(What is being asked): Reproduce all of the material exactly as shown.

(Entries provided):
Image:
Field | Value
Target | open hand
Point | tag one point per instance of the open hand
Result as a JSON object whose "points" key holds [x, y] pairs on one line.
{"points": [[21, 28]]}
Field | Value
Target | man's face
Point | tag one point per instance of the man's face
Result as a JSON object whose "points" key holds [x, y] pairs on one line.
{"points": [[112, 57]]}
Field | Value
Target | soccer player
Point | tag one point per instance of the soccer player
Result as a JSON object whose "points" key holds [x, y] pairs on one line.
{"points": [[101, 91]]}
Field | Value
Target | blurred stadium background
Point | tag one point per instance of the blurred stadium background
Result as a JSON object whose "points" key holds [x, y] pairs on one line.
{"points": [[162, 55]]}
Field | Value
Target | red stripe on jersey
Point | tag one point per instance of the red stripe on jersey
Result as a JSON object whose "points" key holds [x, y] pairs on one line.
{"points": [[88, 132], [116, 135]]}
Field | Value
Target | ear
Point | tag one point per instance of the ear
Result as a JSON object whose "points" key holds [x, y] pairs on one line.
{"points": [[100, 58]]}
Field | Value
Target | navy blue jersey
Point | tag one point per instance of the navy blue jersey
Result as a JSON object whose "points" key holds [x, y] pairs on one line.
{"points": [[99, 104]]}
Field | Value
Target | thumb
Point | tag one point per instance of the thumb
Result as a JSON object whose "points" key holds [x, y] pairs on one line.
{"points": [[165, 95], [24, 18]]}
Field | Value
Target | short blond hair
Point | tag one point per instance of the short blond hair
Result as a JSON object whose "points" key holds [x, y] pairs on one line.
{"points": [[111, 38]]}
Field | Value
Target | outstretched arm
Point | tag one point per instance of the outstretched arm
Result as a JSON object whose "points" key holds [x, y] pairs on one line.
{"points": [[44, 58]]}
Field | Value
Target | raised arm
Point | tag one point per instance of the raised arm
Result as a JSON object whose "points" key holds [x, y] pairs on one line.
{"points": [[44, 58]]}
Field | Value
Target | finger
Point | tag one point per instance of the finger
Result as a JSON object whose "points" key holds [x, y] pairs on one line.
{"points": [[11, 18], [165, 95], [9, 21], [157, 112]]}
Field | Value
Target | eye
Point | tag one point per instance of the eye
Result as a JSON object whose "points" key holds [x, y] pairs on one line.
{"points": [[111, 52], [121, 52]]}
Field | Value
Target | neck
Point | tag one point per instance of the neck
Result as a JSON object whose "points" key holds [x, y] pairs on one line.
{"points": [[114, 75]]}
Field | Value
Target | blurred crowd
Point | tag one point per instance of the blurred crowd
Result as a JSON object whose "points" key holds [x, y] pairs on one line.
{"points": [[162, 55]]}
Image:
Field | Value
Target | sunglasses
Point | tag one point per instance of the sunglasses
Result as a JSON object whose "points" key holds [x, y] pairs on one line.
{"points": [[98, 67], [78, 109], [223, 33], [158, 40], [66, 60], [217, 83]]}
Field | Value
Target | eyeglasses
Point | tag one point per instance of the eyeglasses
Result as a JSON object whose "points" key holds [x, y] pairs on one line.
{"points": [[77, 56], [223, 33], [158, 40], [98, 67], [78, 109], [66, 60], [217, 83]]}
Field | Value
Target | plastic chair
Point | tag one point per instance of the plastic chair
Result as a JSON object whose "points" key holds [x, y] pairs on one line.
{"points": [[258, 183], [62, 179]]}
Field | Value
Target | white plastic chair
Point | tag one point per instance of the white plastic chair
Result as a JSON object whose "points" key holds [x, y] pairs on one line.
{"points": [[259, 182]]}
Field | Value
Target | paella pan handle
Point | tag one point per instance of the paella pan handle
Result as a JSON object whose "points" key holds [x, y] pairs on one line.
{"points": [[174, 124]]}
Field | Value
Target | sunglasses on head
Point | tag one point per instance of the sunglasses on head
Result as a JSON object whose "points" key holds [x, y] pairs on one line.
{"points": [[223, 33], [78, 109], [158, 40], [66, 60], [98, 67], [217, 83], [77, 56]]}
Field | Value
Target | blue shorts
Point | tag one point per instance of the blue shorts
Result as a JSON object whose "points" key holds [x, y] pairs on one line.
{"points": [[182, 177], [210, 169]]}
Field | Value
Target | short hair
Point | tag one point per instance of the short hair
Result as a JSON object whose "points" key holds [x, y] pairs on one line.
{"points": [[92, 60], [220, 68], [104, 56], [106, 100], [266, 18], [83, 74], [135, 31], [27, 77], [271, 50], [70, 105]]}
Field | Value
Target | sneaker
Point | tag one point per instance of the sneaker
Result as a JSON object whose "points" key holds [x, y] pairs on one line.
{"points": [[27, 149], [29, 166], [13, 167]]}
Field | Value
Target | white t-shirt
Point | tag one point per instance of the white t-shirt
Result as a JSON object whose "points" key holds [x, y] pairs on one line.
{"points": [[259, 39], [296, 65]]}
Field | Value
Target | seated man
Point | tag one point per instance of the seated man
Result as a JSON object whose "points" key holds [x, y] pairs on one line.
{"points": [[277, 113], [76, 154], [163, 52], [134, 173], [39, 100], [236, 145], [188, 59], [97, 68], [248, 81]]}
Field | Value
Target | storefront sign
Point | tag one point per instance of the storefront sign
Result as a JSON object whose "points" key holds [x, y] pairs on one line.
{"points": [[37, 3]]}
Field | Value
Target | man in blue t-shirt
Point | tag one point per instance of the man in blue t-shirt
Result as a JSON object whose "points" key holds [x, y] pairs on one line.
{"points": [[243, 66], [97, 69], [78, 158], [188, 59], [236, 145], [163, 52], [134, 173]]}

(Written response):
Image:
Field | Value
Target | open hand
Point | tag one point per instance of the open hand
Result as a JSON object whose "points" key holds [x, y] pairs on one line.
{"points": [[21, 28]]}
Field | Value
Target | man's face
Point | tag one point per instance of the man's face
Result as a JSON object whose "points" key holds [x, y] pairs on one line.
{"points": [[112, 57]]}
Field | Value
Target | soccer player
Point | tag one point per instance of the soccer player
Result as a JSON object whose "points" key holds [x, y] pairs on one line.
{"points": [[101, 91]]}
Field | Value
Target | blurred stadium background
Point | tag one point per instance of the blurred stadium background
Result as a JSON object whose "points" key holds [x, y] pairs on one line.
{"points": [[162, 55]]}
Field | Value
Target | red stripe on jersey
Point | tag one point per instance of the red stripe on jersey
Result as a JSON object whose "points" key holds [x, y] pairs on one line.
{"points": [[88, 132], [116, 135]]}
Field | Value
Target | ear
Point | tag one point per instance of the ear
Result as a JSON object whose "points" key holds [x, y] pairs on one line.
{"points": [[100, 58]]}
Field | Value
Target | navy blue jersey
Point | tag one point per instance of the navy blue jersey
Result as a JSON object whose "points" key holds [x, y] pairs on one line.
{"points": [[99, 104]]}
Field | Value
Target | thumb
Point | tag one point per instance of the thumb
Result as a JSON object whose "points" key holds [x, y] pairs on one line.
{"points": [[165, 95], [24, 18]]}
Field | Value
Target | short blond hair
Point | tag one point per instance of the short blond hair
Result as a JSON object whose "points" key holds [x, y] pairs on one line.
{"points": [[111, 38]]}
Field | Value
Target | outstretched arm
Point | tag one point per instance of the outstretched arm
Result as a JSON object whose "points" key holds [x, y] pairs on one line.
{"points": [[44, 58]]}
Field | Value
Target | raised arm
Point | tag one point per instance of the raised arm
Result as a JSON object whose "points" key holds [x, y] pairs on one line.
{"points": [[44, 58]]}
Field | Value
Target | finger
Point | tag one point per instance of the finger
Result as a JSON object whose "points" key holds [x, y] pairs on one line.
{"points": [[11, 18], [165, 95], [9, 21], [157, 112]]}
Field | Value
Target | eye
Point | tag one point per instance of the eye
Result as a JSON object whose "points" key holds [x, y] pairs on one line.
{"points": [[111, 52], [121, 52]]}
Field | Value
Target | neck
Point | tag one point per instance of the neck
Result as a JSON object whose "points" key holds [x, y] pairs on one line.
{"points": [[114, 75]]}
Field | Value
Target | blurred crowd
Point | tag one point per instance of the blurred crowd
Result as a JSON object whose "points" key holds [x, y] pairs on one line.
{"points": [[162, 55]]}
Image:
Field | Value
Target | sunglasses
Point | tag one point per instance of the sunglasses
Result as a JSON object whose "points" key holds [x, y] pairs on one line.
{"points": [[98, 67], [78, 109], [223, 33], [158, 40], [66, 60], [217, 83]]}
Field | Value
Target | eyeglasses
Point | tag one point per instance of the eyeglasses
Result as a JSON object whose "points" key holds [x, y] pairs on one line.
{"points": [[77, 56], [223, 33], [158, 40], [98, 67], [78, 109], [66, 60], [217, 83]]}
Field | Value
Target | plastic chair
Point | tag one point per instance of the plastic chair
Result as a JSON object whose "points" key holds [x, y] pairs on one line.
{"points": [[258, 183], [62, 179]]}
Field | Value
Target | white plastic chair
Point | tag one point per instance of the white plastic chair
Result as a JSON object whose "points" key holds [x, y] pairs on one line.
{"points": [[259, 182]]}
Field | Value
Target | paella pan handle
Point | tag one point per instance of the paella pan handle
Result as a JSON object whose "points" key holds [x, y] pairs on one line.
{"points": [[174, 124]]}
Field | Value
Target | sunglasses on head
Point | tag one point per instance of the sunglasses on head
Result as a JSON object whose "points" key holds [x, y] pairs on one line.
{"points": [[223, 33], [78, 109], [158, 40], [66, 60], [98, 67], [217, 83], [77, 56]]}
Field | Value
Target | blue shorts
Point | tag one point per instance of the blue shorts
Result as a JSON object whose "points" key holds [x, y] pairs on one line.
{"points": [[182, 177], [210, 169]]}
Field | Value
Target | short hair
Point | tag one point per instance of the short hair
Result as a JSON object whose "points" key holds [x, y] pairs on one line.
{"points": [[92, 60], [220, 68], [104, 56], [106, 100], [266, 18], [83, 74], [135, 31], [27, 77], [271, 50], [70, 105]]}
Field | Value
Target | sneaker
Point | tag one point per instance of the sneaker
Result as a JSON object whose "points" key holds [x, y] pairs on one line.
{"points": [[27, 149], [29, 166], [13, 167]]}
Field | Value
Target | white t-shirt
Point | tag one point per instance of the white t-shirt
Result as a JSON object whose "points" key holds [x, y] pairs on one line.
{"points": [[259, 39], [296, 65]]}
Field | Value
Target | seated man
Point | tag one point per instance of the seated man
Result as a JSON object whose "points" key holds [x, y] pairs on one line.
{"points": [[277, 113], [76, 154], [163, 52], [134, 173], [39, 100], [236, 145], [188, 59], [97, 68], [248, 81]]}
Field | Value
Target | storefront sign
Point | tag one point per instance of the storefront sign
Result as a JSON object whose "points" key holds [x, y] pairs on one line.
{"points": [[37, 3]]}
Field | Value
Target | man in blue t-shirt
Point | tag one point per instance of the man in blue t-shirt
Result as a JSON object whose "points" key holds [x, y] pairs on one line.
{"points": [[243, 66], [97, 69], [78, 158], [188, 59], [236, 145], [163, 52], [134, 173]]}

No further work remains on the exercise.